Texte fourni.
>>>
Tristes politiques. Retour sur la mascarade du parlement genevois du 18 novembre 2011 (20/11/2011)

losio grand conseil.jpgCombien de Genevois sont-ils restés branchés vendredi soir sur Leman bleu jusqu'à 0h45 et ont-ils suivi le débat tronqué sur la gouvernance des régies publiques (loi 10679)? Trois blogueurs* - Henry Rappaz, Julien Nicolet et  Herbert Ehrsam - reviennent sur le bras de fer entre le député Stauffer et le reste du parlement.

Bras de fer gagné par le président du MCG, car en acceptant la motion d'ordre de l'ex-députée socialiste Elisabeth Chatelain demandant de poursuivre la lecture du projet de loi sans débat, le Grand Conseil a mis en branle une mascarade indigne d'un parlement. Pour faire taire un député, on a imposé le silence aux nonante-neuf autres. Les historiens diront s'il s'agit d'une première à  Genève.

Tristes politiques!

Quelles leçons tirer de cette décision? Deux me paraissent essentielles: à quoi sert le Grand Conseil et pourquoi le parlement fonctionne-t-il âu XXIe siècle comme au temps des Grecs (anciens)?

1) A quoi sert le Grand Conseil

Le Grand Conseil vote les lois. Ce faisant, il fixe des objectifs, encadre leur réalisation, précise comment le résultat attendu doit être mesuré.

Il vote le budget, qui n'est en principe que l'expression financière annuelle de la mise en oeuvre des lois, il fixe les impôts ce qui détermine l'enveloppe globale des dépenses et autorise les emprunts.

Il désigne les juges en avalisant les choix de la commission judiciaire interpartis, une commission informelle, souligne son président, une commission illégale estime Eric Stauffer.

Il participe encore, concurremment avec d'autres autorités, à la désignation des organes de la gouvernance des régies publiques. C'était un des objets contestés de la loi de 65 articles débattue vendredi soir. Le MCG et les socialistes veulent le maintien de la représentation des partis et le droit pour les membres des conseils d'administration de rapporter à leur parti.
<<<
Énoncé A. Réécris en CSV à deux colonnes, "texte" et "reponse", tout le listing depuis son début jusqu'à la ligne contenant "left=904, top=88, right=1154, bottom=313", incluse : une ligne par paire texte-réponse, chaque champ entre guillemets, les sauts de ligne remplacés par des espaces.

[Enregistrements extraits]
>>>
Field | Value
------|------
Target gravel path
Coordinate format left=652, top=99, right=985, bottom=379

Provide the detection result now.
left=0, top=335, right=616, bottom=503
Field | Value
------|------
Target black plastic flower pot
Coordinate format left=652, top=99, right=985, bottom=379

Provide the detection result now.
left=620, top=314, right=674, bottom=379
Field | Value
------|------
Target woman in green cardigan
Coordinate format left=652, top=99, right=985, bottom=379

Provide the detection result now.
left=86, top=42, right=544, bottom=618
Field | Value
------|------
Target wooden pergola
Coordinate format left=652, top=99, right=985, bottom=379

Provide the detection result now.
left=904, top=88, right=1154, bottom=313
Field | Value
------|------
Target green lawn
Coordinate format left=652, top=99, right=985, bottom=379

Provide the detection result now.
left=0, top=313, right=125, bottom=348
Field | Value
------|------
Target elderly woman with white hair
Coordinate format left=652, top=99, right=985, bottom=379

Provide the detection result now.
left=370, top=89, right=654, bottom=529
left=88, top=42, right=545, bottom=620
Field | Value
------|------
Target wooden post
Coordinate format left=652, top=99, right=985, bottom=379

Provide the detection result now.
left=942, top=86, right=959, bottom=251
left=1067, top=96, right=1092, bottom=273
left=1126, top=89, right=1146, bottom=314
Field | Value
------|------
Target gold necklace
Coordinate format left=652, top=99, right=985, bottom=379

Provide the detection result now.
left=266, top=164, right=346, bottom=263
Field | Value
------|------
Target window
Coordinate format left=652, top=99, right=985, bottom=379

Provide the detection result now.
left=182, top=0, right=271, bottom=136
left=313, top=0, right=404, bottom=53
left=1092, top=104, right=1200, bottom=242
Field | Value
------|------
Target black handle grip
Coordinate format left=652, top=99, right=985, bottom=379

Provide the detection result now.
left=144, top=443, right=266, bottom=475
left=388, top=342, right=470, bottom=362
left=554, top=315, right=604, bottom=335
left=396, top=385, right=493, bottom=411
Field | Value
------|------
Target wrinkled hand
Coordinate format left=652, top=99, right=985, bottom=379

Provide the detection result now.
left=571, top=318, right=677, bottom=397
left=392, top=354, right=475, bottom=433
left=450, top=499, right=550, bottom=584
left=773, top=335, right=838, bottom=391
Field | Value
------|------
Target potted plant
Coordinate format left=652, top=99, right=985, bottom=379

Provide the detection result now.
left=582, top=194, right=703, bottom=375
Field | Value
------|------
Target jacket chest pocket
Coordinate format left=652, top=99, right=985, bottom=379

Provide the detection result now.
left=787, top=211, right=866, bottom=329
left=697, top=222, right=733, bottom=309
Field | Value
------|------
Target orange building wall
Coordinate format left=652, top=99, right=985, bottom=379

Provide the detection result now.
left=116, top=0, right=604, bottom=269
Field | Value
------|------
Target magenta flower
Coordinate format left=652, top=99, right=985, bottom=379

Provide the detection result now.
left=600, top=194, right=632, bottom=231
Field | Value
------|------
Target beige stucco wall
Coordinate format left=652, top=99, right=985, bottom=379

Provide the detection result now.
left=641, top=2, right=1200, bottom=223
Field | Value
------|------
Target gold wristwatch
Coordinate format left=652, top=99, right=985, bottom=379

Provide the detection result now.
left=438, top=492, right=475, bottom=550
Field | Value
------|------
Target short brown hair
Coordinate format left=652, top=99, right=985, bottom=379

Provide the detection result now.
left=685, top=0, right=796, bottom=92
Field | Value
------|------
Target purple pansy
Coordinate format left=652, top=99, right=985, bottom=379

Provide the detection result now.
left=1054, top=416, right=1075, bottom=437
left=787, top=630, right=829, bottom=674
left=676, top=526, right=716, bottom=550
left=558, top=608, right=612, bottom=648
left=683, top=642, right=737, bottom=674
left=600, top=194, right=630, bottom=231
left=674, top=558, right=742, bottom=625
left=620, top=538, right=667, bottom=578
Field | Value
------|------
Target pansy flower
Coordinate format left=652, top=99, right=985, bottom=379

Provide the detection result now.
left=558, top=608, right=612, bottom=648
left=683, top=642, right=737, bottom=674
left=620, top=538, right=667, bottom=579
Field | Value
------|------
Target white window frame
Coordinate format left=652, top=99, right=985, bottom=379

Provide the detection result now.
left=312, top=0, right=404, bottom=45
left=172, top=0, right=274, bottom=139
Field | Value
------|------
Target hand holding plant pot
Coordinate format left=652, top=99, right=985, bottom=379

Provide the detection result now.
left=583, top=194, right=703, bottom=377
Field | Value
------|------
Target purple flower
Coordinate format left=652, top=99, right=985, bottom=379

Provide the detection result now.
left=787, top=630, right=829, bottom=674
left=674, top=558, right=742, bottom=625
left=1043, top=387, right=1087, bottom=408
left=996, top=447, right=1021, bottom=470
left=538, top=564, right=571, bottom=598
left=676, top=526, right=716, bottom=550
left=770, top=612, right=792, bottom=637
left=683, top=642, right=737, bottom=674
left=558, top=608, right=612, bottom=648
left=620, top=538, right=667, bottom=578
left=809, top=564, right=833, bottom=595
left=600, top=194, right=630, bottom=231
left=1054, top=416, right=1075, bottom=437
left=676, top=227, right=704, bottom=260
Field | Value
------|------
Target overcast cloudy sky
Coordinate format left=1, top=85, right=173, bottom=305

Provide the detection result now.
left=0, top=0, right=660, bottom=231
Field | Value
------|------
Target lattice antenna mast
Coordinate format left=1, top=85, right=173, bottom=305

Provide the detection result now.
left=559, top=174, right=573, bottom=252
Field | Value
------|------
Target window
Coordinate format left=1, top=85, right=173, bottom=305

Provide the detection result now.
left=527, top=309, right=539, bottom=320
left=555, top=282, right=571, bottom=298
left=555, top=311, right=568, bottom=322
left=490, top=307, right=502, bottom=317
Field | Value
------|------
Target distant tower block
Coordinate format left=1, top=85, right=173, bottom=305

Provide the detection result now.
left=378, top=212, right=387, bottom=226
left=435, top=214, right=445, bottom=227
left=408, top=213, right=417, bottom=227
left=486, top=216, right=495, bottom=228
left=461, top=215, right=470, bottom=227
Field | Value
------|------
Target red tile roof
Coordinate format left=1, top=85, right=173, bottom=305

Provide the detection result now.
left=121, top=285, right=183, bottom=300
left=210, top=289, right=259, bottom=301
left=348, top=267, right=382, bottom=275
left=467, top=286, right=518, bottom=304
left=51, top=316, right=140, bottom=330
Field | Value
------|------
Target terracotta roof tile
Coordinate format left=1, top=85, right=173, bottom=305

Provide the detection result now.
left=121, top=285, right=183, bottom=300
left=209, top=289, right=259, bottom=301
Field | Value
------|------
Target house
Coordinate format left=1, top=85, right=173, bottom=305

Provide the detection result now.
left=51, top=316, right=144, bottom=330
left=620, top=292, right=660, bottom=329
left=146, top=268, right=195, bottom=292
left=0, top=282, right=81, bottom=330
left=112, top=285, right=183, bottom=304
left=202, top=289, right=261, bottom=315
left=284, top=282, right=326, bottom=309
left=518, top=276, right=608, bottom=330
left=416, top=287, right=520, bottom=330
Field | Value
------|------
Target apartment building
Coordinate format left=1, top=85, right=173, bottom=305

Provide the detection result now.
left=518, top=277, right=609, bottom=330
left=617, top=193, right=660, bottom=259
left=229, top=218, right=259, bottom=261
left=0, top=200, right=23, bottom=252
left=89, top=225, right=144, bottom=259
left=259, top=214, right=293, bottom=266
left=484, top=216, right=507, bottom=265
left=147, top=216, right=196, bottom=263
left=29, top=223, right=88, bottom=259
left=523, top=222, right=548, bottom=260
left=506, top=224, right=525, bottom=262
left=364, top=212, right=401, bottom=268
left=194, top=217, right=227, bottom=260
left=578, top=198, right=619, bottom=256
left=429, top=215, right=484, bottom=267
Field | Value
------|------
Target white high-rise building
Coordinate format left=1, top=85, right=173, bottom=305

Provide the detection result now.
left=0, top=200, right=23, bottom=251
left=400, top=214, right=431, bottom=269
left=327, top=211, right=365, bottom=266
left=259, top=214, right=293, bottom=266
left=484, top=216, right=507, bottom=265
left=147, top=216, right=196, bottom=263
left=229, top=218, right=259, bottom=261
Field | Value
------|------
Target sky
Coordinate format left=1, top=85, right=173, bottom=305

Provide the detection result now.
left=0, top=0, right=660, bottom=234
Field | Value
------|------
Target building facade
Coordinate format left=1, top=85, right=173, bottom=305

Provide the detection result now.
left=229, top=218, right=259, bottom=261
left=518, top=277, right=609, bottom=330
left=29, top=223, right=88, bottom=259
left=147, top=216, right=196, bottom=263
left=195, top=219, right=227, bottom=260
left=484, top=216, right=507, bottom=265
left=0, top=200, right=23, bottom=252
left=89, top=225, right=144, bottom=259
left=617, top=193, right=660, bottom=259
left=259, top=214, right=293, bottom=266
<<<
Énoncé B. Reproduis à l'identique le passage du texte sur le Grand Conseil genevois allant de "Le Grand Conseil vote" jusqu'à "estime Eric Stauffer.", bornes comprises.

Corrigé A.
texte,reponse
"Field | Value ------|------ Target gravel path Coordinate format left=652, top=99, right=985, bottom=379 Provide the detection result now.","left=0, top=335, right=616, bottom=503"
"Field | Value ------|------ Target black plastic flower pot Coordinate format left=652, top=99, right=985, bottom=379 Provide the detection result now.","left=620, top=314, right=674, bottom=379"
"Field | Value ------|------ Target woman in green cardigan Coordinate format left=652, top=99, right=985, bottom=379 Provide the detection result now.","left=86, top=42, right=544, bottom=618"
"Field | Value ------|------ Target wooden pergola Coordinate format left=652, top=99, right=985, bottom=379 Provide the detection result now.","left=904, top=88, right=1154, bottom=313"

Corrigé B.
Le Grand Conseil vote les lois. Ce faisant, il fixe des objectifs, encadre leur réalisation, précise comment le résultat attendu doit être mesuré.

Il vote le budget, qui n'est en principe que l'expression financière annuelle de la mise en oeuvre des lois, il fixe les impôts ce qui détermine l'enveloppe globale des dépenses et autorise les emprunts.

Il désigne les juges en avalisant les choix de la commission judiciaire interpartis, une commission informelle, souligne son président, une commission illégale estime Eric Stauffer.